__Task inputs__
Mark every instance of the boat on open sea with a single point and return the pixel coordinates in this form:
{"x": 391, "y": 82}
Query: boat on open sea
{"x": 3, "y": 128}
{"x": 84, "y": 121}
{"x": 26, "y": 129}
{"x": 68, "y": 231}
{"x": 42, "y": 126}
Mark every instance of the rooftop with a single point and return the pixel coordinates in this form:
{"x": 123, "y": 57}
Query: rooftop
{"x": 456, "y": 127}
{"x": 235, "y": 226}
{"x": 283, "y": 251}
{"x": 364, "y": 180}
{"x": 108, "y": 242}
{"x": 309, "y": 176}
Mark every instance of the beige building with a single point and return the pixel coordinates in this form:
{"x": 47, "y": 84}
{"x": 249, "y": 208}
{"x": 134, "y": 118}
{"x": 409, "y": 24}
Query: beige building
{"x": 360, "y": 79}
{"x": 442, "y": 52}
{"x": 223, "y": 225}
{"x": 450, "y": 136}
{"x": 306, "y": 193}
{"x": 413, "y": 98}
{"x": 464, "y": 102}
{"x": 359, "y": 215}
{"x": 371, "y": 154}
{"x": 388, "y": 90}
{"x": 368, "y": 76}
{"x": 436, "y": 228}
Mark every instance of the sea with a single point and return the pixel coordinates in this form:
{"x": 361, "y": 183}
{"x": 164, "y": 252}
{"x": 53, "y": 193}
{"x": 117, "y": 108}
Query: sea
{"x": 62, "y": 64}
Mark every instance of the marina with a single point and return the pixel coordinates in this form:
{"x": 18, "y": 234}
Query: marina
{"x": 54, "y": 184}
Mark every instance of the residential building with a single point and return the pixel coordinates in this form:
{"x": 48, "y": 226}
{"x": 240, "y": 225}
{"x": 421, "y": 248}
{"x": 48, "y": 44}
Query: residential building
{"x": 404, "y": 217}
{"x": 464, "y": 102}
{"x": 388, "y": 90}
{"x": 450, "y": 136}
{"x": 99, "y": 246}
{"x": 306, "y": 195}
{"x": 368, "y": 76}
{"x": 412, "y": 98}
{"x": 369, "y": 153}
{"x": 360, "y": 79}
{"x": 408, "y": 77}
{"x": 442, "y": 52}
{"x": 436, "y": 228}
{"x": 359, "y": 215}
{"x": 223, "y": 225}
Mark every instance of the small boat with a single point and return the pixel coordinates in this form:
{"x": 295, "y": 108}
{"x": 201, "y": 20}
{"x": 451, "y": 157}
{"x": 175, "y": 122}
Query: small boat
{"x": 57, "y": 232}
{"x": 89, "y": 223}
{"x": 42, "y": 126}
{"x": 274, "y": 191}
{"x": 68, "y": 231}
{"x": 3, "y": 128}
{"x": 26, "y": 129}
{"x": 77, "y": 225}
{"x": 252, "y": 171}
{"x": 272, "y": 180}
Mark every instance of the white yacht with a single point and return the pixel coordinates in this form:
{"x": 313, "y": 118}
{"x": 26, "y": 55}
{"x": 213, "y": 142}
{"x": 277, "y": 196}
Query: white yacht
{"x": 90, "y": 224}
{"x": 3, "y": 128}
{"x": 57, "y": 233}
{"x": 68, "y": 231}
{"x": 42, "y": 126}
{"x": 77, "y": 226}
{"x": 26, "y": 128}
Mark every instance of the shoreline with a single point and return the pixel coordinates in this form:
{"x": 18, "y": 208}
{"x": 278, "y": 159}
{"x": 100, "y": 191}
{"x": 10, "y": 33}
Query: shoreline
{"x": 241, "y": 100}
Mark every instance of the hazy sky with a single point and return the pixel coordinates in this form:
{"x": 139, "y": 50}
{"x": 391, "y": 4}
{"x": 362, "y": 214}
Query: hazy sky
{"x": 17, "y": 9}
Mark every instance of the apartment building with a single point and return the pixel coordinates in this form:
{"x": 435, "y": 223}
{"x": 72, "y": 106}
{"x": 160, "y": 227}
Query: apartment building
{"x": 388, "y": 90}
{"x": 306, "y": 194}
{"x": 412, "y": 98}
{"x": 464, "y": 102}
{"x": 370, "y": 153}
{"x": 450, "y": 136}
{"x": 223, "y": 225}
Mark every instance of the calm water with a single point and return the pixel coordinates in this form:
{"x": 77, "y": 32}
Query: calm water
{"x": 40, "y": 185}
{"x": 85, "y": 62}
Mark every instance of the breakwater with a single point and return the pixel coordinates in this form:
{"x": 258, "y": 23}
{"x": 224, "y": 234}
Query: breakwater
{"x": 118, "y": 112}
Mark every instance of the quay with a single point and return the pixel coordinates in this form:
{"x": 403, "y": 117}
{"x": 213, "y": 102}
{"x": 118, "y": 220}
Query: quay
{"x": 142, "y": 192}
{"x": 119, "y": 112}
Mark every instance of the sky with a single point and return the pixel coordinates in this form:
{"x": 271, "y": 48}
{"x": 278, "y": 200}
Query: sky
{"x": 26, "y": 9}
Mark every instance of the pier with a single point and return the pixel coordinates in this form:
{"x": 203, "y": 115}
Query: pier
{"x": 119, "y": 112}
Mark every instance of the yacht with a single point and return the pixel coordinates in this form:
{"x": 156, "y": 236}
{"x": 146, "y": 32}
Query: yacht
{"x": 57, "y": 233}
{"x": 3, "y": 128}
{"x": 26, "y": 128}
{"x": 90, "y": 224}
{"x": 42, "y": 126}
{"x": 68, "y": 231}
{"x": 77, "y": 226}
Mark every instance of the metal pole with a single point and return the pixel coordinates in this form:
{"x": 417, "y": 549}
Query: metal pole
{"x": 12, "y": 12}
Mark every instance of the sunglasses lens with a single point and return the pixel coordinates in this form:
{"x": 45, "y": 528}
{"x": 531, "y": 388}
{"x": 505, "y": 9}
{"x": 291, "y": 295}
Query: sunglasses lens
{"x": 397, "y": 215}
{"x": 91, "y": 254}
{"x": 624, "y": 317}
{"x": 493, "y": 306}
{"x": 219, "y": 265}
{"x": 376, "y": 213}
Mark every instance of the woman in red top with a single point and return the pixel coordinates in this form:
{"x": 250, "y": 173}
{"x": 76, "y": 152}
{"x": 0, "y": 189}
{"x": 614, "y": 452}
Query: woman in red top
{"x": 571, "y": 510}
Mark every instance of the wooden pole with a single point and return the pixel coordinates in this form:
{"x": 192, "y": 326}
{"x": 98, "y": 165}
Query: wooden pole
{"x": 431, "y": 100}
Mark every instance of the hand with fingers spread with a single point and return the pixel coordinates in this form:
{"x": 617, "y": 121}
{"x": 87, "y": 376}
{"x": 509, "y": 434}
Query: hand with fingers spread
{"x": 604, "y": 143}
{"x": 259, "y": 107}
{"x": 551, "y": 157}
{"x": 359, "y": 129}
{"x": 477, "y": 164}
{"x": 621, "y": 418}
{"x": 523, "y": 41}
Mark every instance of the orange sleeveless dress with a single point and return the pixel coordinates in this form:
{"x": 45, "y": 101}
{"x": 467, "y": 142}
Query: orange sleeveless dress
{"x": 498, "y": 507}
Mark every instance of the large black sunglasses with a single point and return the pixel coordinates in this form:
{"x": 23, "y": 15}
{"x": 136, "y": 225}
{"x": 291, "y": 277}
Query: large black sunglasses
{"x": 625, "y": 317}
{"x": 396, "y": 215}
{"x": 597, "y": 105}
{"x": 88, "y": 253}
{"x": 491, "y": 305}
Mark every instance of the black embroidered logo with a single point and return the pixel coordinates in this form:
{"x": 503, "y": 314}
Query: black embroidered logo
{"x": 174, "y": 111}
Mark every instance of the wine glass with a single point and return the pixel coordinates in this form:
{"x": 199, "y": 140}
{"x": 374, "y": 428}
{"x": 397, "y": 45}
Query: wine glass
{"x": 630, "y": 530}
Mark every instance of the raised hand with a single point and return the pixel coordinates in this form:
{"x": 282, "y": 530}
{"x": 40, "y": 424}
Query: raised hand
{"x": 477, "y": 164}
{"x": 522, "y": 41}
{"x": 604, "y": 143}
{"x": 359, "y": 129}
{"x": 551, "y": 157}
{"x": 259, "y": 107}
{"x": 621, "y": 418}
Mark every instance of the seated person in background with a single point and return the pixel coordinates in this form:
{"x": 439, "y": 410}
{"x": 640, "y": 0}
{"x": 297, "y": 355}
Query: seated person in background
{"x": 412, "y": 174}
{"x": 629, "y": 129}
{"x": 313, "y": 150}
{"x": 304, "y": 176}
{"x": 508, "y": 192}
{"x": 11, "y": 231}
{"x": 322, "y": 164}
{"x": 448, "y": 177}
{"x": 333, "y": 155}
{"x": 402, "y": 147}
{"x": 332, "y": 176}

__About this task__
Copy exactly the lines above, starting at the opening line and finishing at the line in which "Mark every instance of the rooftop" occurs.

__Solution for this exercise__
Mark every instance of the boat on open sea with a single point and return the pixel coordinates in this form:
{"x": 391, "y": 82}
Query: boat on open sea
{"x": 3, "y": 128}
{"x": 84, "y": 121}
{"x": 26, "y": 129}
{"x": 68, "y": 231}
{"x": 42, "y": 126}
Mark every instance of the rooftop with a single point and return the pixel coordinates in this form:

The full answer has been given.